▶ _TEXT SEGMENT_:
##############################
In a second variant, HDR data can be generated using machine learning models. The ML models can learn complex, non-linear relationships between LDR and HDR data, handle a wide variety of lighting conditions and scenes, recover more detail in highlights and shadows, adapt to different camera sensors and response curves; and/or perform other functionalities. The ML models can be: CNN, DNN, RNN, generative models, and/or any other suitable model type. The inputs to the models can be LDR data, camera settings, HDR data generated using another technique (e.g., algorithmic technique), and/or other inputs. The outputs from the models can be one HDR datum (e.g., image, environment map, etc.) or multiple HDR data (e.g., images, environment maps, etc.). The LDR input modality can be the same or different from the HDR output modality (e.g., LDR images in, HDR environment maps out; LDR environment maps in, HDR images out, etc.). The models can be trained using LDR data paired with HDR data. The model can be trained to predict HDR data given input LDR data. The model can be trained to predict the missing HDR data from LDR inputs. The model can be trained to predict HDR datum (e.g., prefilters, etc.) with different parameters given a seed HDR datum. The parameters can include different exposure, different lighting conditions, different resolution, different scale, and/or any other suitable parameters. However, the model can be otherwise trained.


In a specific example, S150 can include generating an HDR panorama from LDR data (e.g., using inverse tone mapping, etc.), optionally generating secondary HDR panoramas using a machine learning model (e.g., using the HDR panorama), and generating a cube map with multi-resolution level of detail (MIP) levels.


In another specific example, S150 can create diffuse and specular convolution maps.


In variants, the HDR data can be post-processed after generation (e.g., to generate additional HDR data).


In a first variant, post-processing the HDR data can include subsampling the HDR data to generate lower resolution HDR data. In a specific example, S150 can generate different HDR environment maps representing light maps at different resolutions, representing various levels of convolution, and/or representing other information, wherein the different HDR environment maps can be dynamically selected for real-time use (e.g., to quickly simulate realistic lighting on mobile in real- or near-real time).
##############################
▶ _GIVEN INFORMATION_:
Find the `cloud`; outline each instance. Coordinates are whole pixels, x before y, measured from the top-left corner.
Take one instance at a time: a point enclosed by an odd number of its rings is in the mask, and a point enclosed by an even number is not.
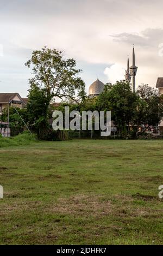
##############################
▶ _EXERCISE INSTRUCTIONS_:
a) Answer each question about the text segment, one answer per line and marked to match:
(i) Which model types can be used to generate HDR data?
(ii) What maps does S150 create in the second specific example?
(iii) In the first post-processing variant, what does subsampling the HDR data generate?
b) Summarize the text segment in two sentences.

▶ _SOLUTIONS IN ORDER_:
a)
(i) CNN, DNN, RNN, generative models, and/or any other suitable model type.
(ii) Diffuse and specular convolution maps.
(iii) Lower resolution HDR data.

b) The text segment describes generating HDR data with machine learning models such as CNNs, DNNs, RNNs, or generative models, which can take LDR data and other inputs and can be trained using LDR data paired with HDR data. In its examples, S150 generates an HDR panorama and a cube map with MIP levels or creates convolution maps, and the HDR data can be post-processed by subsampling into lower resolution environment maps that can be dynamically selected for real-time use.